* Problems to work on:
1. Reproduce the part of the LBS reconnection discussion that runs from "2022-02-11 09:50:42.307 [TCE:VERB]" down to "09:52:57.010 [AIO:DEBU] [3] WS connection shutdown...".
2. Proceed with the LBS reconnection discussion from the point where it stops.

* Passage to read:
:::

MaggieSalak commented 2 years ago

cc @danigian

beitler commented 2 years ago

Hi @MaggieSalak,

thanks for posting the issue.

The default TC_TIMEOUT in LBS is 60 sec - if that is the case why is the LBS waiting ~2min before reconnecting to discovery endpoint?

LBS is not waiting 2 minutes before reconnecting. In fact, in the first round, LBS directly reconnects to the data endpoint (MUXS). Only after a few of these reconnect attempts fail, LBS resorts back to the discovery endpoint (INFOS), and finally back to the CUPS endpoint (if configured).

In your case it seems like the two minutes come from lower level TCP timeouts (host probably not responding to SYN?):

2022-02-11 09:50:42.307 [AIO:ERRO] Recv failed: NET - Connection was reset by peer
2022-02-11 09:50:42.307 [AIO:DEBU] [3] WS connection shutdown...
2022-02-11 09:50:42.307 [TCE:VERB] Connection to MUXS closed in state 4
2022-02-11 09:50:42.307 [TCE:INFO] MUXS reconnect backoff 4s (retry 2)

Station received a server-side TCP connection reset at 09:50:42. A retry is scheduled for 09:50:46 (4 seconds immediate retry back-off).

2022-02-11 09:52:57.010 [AIO:ERRO] [3] WS connect failed: NET - The connection to the given server / port failed
2022-02-11 09:52:57.010 [AIO:DEBU] [3] WS connection shutdown...

:::

* Collected material:
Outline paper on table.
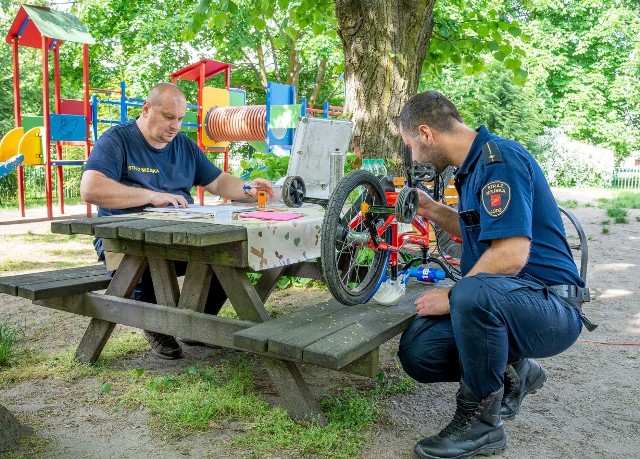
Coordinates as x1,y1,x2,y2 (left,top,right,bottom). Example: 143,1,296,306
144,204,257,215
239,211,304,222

:::

* Exercise answers:
1.
2022-02-11 09:50:42.307 [TCE:VERB] Connection to MUXS closed in state 4
2022-02-11 09:50:42.307 [TCE:INFO] MUXS reconnect backoff 4s (retry 2)

Station received a server-side TCP connection reset at 09:50:42. A retry is scheduled for 09:50:46 (4 seconds immediate retry back-off).

2022-02-11 09:52:57.010 [AIO:ERRO] [3] WS connect failed: NET - The connection to the given server / port failed
2022-02-11 09:52:57.010 [AIO:DEBU] [3] WS connection shutdown...

2.
Station reports at 09:52:57 that the connection failed. These are about 2 minutes after the retry attempt. This looks to me that the remote host did not respond to the TCP SYN and the TCP keep alive timeout kicks in. Next attempt is scheduled for 10 seconds later, i.e. 09:03:07:

2022-02-11 09:52:57.014 [TCE:INFO] INFOS reconnect backoff 10s (retry 1)

Finally, one minute after the INFOS reconnection attempt, station connects:

2022-02-11 09:54:11.899 [AIO:XDEB] [3] ws_connecting state=1
2022-02-11 09:54:11.899 [AIO:XDEB] [3] ws_connecting state=2
2022-02-11 09:54:11.900 [TCE:INFO] Connecting to INFOS: ws://192.168.86.33:5000

To get complete clarity, I propose you do a TCP packet scan. But from the logs it looks like you shutdown the target port around 09:50 and didn't restart it until around 09:54:11. That (together with a possible DROP firewall target instead of REJECT) could explain this behavior.

After reconnecting, why is the LBS dropping all messages?

Station drops the messages in your case because it had to go back to the discovery endpoint (INFOS). If the data endpoint retry (MUXS) had been successful, station would have played back all the buffered messages to the LNS. This is certainly something that can be improved. In the future, we are looking into making such behavior more configurable.

On a separate note: I see you are using version 2.0.5. Is there a chance you could move to version 2.0.6?

danigian commented 2 years ago

Hi @beitler, thanks for your answer. The behavior we are encountering is exactly what you described: the target port is being shutdown and the 2 minutes are kicking in. I was able to reproduce the issue with version 2.0.6 of the Basics Station.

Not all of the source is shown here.